## [Task to carry out]
Answer these questions from the email about AppArmor profiles that follows:
(a) Where did OpenSUSE prefer to work with profiles instead of the apparmor-profiles repo?
(b) What does Debian use for shipping in-progress files?
(c) Where does most of the current activity in the apparmor-profiles repo come from?

## [Page excerpt]
Top posting since this email is quite long. Yes, Seth is right, the
idea was that distros would have their own top-level directory and
iterate as desired.

Without going into the whole story, OpenSUSE didn't use the apparmor-
profiles repo because they preferred to work with profiles/apparmor.d
in the apparmor upstream repo. Ubuntu preferred to let some in-progress 
profiles live in the apparmor-profiles repo. Debian decided to pull
from everywhere and use its apparmor-profiles-extra deb for shipping
in-progress files.

These days most of the activity with the apparmor-profiles repo is not
so much from the distro but instead the wider community (of which the
distros are part of). Since the toplevel distro dir approach in
apparmor-profiles repo has cleared failed to catch on, I think it makes
a lot of sense to refactor this. Your idea about apparmor/2.13,
apparmor/2.12 is interesting. I suspect there will be some duplication
there too, but I'm not terribly about it.

On Tue, 2018-06-12 at 20:40 +0300, Vincas Dargis wrote:
> On 6/11/18 10:18 PM, Seth Arnold wrote:
> > On Sat, Jun 09, 2018 at 03:38:48PM +0300, Vincas Dargis wrote:
> > > profiles or should it backport it's rules inline? If it would be
> > > known that
> > > Ubuntu 18.10 will not have AppArmor 4.13, what if someone from
> > > OpenSUSE
> > > Tumbleweed would like to introduce new profile with 4.13
> > > features? It can't
> > > go into ubuntu/18.10...

(Pointing records)
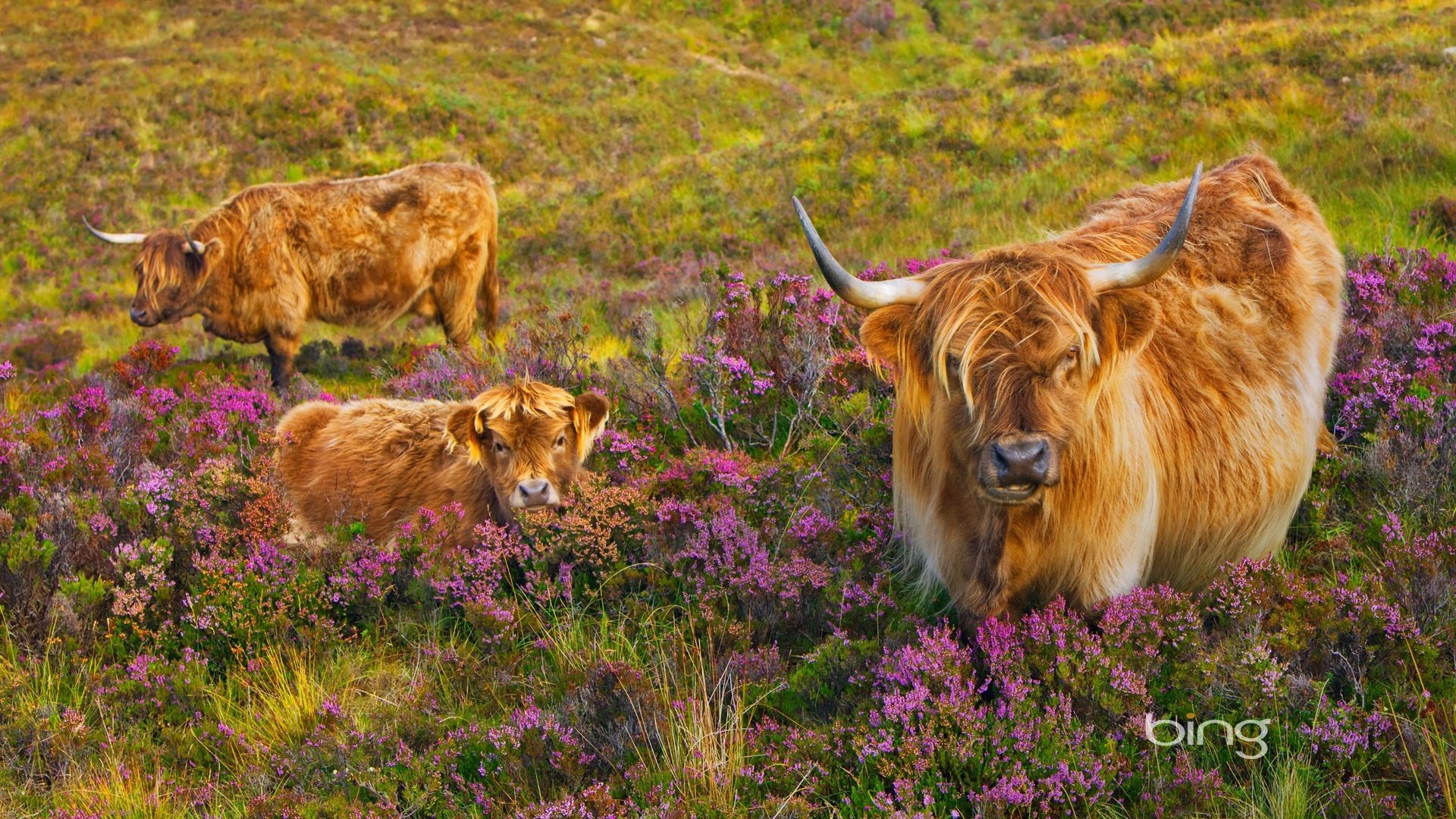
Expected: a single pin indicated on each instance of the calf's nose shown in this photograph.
(535, 491)
(1021, 463)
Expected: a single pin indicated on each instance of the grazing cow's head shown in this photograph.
(171, 268)
(532, 439)
(995, 357)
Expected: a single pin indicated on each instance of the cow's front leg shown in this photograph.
(281, 350)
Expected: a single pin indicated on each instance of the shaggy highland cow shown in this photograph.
(1134, 401)
(378, 461)
(356, 253)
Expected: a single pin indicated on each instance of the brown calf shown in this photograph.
(381, 461)
(356, 253)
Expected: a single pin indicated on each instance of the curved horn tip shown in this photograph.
(1147, 268)
(868, 295)
(114, 238)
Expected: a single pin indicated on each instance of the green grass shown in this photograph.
(682, 129)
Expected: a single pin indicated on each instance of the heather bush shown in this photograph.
(715, 617)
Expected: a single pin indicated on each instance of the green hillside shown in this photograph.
(628, 139)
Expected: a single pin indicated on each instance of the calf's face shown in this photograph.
(171, 271)
(532, 441)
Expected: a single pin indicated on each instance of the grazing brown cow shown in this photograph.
(1134, 401)
(381, 461)
(356, 251)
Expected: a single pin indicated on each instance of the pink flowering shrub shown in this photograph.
(715, 615)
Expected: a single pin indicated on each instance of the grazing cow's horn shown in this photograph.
(1156, 262)
(115, 238)
(861, 293)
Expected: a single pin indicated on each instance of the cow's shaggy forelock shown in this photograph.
(168, 276)
(999, 327)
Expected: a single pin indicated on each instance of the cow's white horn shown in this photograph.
(1147, 268)
(868, 295)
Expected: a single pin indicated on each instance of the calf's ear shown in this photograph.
(889, 334)
(588, 417)
(1126, 321)
(466, 428)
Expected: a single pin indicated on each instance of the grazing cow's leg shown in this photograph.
(455, 292)
(281, 349)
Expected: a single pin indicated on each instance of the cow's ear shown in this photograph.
(889, 334)
(197, 260)
(884, 334)
(466, 428)
(588, 417)
(1126, 321)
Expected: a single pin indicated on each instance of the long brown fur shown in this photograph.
(381, 461)
(1185, 413)
(357, 253)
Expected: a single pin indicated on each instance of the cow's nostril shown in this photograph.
(535, 490)
(1021, 461)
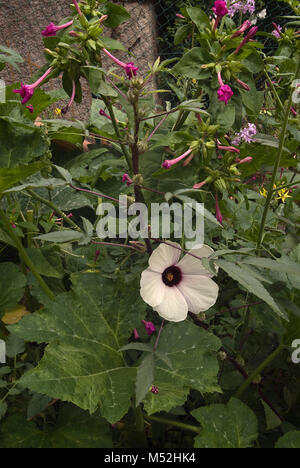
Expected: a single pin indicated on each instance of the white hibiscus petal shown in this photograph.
(152, 287)
(190, 265)
(200, 292)
(164, 256)
(174, 306)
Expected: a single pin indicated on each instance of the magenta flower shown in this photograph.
(244, 6)
(150, 327)
(169, 163)
(219, 216)
(225, 93)
(131, 70)
(154, 390)
(52, 29)
(127, 179)
(129, 67)
(231, 149)
(198, 186)
(26, 91)
(220, 8)
(277, 30)
(30, 108)
(104, 114)
(244, 161)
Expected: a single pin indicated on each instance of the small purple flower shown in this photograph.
(129, 67)
(154, 390)
(131, 70)
(244, 6)
(246, 134)
(127, 179)
(225, 93)
(150, 327)
(277, 30)
(220, 8)
(30, 108)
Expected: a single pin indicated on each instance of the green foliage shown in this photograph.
(77, 352)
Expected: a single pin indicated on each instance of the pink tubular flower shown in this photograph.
(127, 179)
(220, 8)
(294, 112)
(52, 29)
(231, 149)
(246, 25)
(249, 36)
(26, 91)
(169, 163)
(225, 93)
(104, 114)
(129, 67)
(150, 327)
(277, 30)
(242, 84)
(244, 161)
(154, 390)
(198, 186)
(30, 108)
(77, 7)
(219, 216)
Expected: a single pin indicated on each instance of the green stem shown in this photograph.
(258, 370)
(54, 208)
(24, 256)
(116, 128)
(274, 91)
(183, 426)
(276, 165)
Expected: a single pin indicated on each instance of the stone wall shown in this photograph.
(21, 23)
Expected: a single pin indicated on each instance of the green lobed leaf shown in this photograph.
(230, 426)
(13, 284)
(74, 429)
(289, 440)
(192, 352)
(250, 283)
(85, 329)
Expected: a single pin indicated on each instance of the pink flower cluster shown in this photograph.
(244, 6)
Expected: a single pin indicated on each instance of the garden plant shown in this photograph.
(121, 326)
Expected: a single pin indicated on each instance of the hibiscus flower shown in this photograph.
(173, 286)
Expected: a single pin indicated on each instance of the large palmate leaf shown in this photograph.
(12, 286)
(85, 329)
(74, 429)
(230, 426)
(20, 143)
(192, 353)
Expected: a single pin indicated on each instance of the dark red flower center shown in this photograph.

## [Final answer]
(a) In profiles/apparmor.d in the apparmor upstream repo.
(b) Its apparmor-profiles-extra deb.
(c) The wider community, of which the distros are part.